- Page extract -
▼
Garrison information
- Past commanders: Tim Piper; Desmond J. Scott;

Airfield information
- Identifiers: ICAO: EGXD, WMO: 03261
- Elevation: 36 metres (118 ft) AMSL
Runways
| Direction | Length and surface |
| 10/28 | 1,362 metres (4,469 ft) Asphalt |
| 15/33 | 1,858 metres (6,096 ft) Asphalt |

= RAF Dishforth =

Former Royal Air Force base in Yorkshire, England

Royal Air Force Dishforth or more simply RAF Dishforth is a former Royal Air Force station near Thirsk in North Yorkshire, England. Opened in 1936, the base was used as a bomber airfield during the Second World War with both British and Canadian squadrons flying missions from the airfield. After the war, the base was used by various squadrons and training units before being disposed of in 1992 and handed over to the Army Air Corps, becoming Dishforth Airfield.

==History==
The site at Dishforth was elected during the expansion period of the Royal Air Force in the 1930s. Named after the village of Dishforth, just to the north of the main runway, the base was opened in September 1936. Just like RAF Leeming further north, the airfield was adjacent to the Great North Road (now the A1(M)), and even extended over the road for some of its dispersal areas in the late 1930s. Five C-type hangars were built at the south-east boundary of the airfield, with the technical areas beyond the hangars. The creation of hardstanding hangarage, and brick-built accommodation blocks and messes, made Dishforth a preferred posting over the wartime built airbases which operated mainly from Nissen huts (such as Dalton, Tholthorpe, and Wombleton).

The first squadrons to arrive were No. 10 Sqn in January 1937, who immediately transferred from Handley Page Heyford aircraft to Armstrong Whitworth Whitley Mk 1 aircraft, and in February, No. 78 Sqn arrived, also with Heyfords, and were re-equipped with Whitleys in July of that same year. It was the dispersals across the A1 road that the Whitleys of No. 78 Sqn were stored, with barriers having to be placed across the carriageway to allow the aircraft to move back and forth.
▲
- Records -
▼
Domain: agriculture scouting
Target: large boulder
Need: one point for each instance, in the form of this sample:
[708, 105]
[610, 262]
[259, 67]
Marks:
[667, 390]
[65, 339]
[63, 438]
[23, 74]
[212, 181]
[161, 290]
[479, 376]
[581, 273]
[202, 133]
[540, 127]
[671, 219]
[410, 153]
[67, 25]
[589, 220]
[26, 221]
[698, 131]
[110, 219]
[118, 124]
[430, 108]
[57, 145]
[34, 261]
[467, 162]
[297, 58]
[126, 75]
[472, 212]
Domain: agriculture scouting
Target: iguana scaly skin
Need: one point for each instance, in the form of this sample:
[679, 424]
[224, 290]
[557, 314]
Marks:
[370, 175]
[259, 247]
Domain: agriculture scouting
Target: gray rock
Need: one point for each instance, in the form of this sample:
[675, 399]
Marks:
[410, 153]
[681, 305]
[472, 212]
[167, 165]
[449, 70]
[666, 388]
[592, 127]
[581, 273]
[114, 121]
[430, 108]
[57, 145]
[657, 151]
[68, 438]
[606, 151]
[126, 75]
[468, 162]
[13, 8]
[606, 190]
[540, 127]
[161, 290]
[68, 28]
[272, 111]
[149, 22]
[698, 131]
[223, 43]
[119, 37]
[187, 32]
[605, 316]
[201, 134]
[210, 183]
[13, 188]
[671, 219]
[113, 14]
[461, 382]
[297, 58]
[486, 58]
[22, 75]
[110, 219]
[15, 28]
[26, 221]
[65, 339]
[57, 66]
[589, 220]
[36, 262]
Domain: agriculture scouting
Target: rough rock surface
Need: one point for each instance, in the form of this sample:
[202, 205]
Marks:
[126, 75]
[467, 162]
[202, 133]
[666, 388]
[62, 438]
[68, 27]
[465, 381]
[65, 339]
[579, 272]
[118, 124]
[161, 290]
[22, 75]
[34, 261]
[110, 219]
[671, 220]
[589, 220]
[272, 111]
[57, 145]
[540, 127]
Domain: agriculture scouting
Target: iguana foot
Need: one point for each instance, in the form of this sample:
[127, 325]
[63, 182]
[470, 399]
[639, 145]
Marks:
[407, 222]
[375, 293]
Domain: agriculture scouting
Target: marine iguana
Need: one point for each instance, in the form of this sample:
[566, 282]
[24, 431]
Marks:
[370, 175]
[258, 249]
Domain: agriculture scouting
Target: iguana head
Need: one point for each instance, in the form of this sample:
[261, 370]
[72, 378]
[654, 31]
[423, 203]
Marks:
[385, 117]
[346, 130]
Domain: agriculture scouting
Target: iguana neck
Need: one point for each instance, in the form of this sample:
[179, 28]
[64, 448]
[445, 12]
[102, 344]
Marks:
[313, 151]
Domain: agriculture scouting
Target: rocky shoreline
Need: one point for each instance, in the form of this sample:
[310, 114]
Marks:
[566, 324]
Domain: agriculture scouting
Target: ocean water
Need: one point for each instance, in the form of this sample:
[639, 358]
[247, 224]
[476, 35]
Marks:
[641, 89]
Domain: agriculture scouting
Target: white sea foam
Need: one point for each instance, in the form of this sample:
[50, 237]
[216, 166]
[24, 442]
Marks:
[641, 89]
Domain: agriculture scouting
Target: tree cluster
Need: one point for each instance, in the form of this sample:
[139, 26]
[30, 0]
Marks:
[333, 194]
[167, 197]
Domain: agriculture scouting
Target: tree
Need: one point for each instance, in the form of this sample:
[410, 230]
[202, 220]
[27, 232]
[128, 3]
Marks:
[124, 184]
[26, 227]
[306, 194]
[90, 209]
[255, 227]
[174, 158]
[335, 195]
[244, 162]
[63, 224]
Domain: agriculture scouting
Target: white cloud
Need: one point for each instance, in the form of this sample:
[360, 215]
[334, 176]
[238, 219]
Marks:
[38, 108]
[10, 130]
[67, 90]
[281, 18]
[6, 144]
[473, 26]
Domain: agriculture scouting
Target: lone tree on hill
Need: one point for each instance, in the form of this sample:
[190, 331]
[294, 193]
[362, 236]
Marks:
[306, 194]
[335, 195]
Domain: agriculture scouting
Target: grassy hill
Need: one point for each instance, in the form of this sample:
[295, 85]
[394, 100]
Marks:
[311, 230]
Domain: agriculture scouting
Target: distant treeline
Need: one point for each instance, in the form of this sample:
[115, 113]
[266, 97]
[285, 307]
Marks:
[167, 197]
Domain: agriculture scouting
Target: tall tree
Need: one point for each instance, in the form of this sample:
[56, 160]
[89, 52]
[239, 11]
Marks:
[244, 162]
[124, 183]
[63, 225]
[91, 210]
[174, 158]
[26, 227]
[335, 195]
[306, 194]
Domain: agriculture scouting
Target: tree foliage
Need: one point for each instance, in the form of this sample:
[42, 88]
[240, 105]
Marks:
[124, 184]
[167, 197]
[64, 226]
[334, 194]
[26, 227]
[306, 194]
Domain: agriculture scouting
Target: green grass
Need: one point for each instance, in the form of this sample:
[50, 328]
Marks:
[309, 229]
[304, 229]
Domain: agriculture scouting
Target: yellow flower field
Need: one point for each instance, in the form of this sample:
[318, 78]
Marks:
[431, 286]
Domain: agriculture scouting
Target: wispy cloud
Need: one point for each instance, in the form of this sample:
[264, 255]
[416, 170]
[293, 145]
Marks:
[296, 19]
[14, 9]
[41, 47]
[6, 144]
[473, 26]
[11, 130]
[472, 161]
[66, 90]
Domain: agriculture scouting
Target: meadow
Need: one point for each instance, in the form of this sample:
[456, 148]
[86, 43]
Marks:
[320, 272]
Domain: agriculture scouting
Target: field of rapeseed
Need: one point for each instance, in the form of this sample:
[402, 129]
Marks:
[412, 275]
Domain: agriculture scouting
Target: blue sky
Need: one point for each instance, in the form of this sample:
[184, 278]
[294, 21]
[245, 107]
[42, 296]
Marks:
▲
Answer these from the RAF Dishforth extract:
(a) What is the airfield's elevation?
(b) In what month and year was the base opened?
(c) Which squadron arrived first, and in what month and year?

- Result of this task -
(a) 36 metres (118 ft) AMSL
(b) September 1936
(c) No. 10 Sqn, in January 1937